● **What to produce**: Copy the records below verbatim, every line as it stands.
-=-=-
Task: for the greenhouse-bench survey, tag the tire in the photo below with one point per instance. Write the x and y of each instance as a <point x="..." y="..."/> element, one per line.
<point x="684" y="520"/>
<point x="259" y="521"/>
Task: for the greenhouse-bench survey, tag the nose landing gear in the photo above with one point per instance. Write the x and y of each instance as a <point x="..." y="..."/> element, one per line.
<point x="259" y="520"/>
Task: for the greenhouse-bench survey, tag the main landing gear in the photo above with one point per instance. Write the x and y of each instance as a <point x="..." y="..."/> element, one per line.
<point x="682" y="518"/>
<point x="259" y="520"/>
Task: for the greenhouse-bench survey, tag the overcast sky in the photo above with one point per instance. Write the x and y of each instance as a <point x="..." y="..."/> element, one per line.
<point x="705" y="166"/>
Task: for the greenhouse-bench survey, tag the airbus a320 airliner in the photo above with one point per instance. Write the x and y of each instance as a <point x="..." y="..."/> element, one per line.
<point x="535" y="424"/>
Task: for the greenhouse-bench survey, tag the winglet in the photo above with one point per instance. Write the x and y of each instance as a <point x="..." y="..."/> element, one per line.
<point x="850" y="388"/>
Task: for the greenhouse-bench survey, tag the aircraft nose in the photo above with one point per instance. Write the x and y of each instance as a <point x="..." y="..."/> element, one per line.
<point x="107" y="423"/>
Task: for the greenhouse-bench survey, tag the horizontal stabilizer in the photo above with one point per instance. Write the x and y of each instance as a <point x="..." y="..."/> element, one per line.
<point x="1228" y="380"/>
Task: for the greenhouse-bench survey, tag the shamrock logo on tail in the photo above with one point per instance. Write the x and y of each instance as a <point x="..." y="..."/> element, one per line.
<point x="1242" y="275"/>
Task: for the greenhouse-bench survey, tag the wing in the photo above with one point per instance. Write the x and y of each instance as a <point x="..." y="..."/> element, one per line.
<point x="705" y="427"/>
-=-=-
● **Answer to the task**:
Task: for the greenhouse-bench survey, tag the tire in the photo below with one point per instance. Write the x and y of each instance as a <point x="..." y="..."/> element, one per line.
<point x="684" y="520"/>
<point x="259" y="521"/>
Task: for the greenhouse-bench survey, tag the nose landing gear in the photo above with one point per instance. Write the x and y of each instance as a <point x="..." y="..."/> element, one per line.
<point x="259" y="520"/>
Task: for the greenhouse-bench survey, tag the main landing gear in the photo above with one point per instance. Write the x and y of each instance as a <point x="..." y="..."/> element, one per line.
<point x="682" y="518"/>
<point x="259" y="520"/>
Task: for the greenhouse-bench survey, tag the overcast sky in the photo above with one point per instance. Write the x and y of each instance as a <point x="..." y="..."/> element, one per line.
<point x="705" y="166"/>
Task: for the greenhouse-bench survey, tag the airbus a320 airliner in the photo above with one point per instance. Write the x and y of each instance as a <point x="..." y="..."/> element, one per line.
<point x="535" y="424"/>
Task: for the greenhouse-bench survey, tag the winglet in the photo above with one point per instance. Write the x and y of each instance as a <point x="..." y="..."/> element, one per line.
<point x="850" y="388"/>
Task: for the greenhouse-bench survey, tag the aircraft nose in the photo above with one point per instance. Write the x and y of each instance as a <point x="..." y="..."/> element, one per line.
<point x="107" y="423"/>
Task: for the greenhouse-bench survey, tag the horizontal stabilizer in the photo above with one point per instance. Write the x and y of each instance as a <point x="..." y="..."/> element, one per line.
<point x="1228" y="380"/>
Task: for the greenhouse-bench survey, tag the shamrock logo on tail in the photo above with one point per instance. Write the x and y of each instance as a <point x="..." y="..."/> element, one per line.
<point x="1242" y="275"/>
Task: for the greenhouse-bench survey, tag the wing in the photo above with one point per instance. Write the x and y of each instance as a <point x="..." y="..."/> element, one per line.
<point x="705" y="427"/>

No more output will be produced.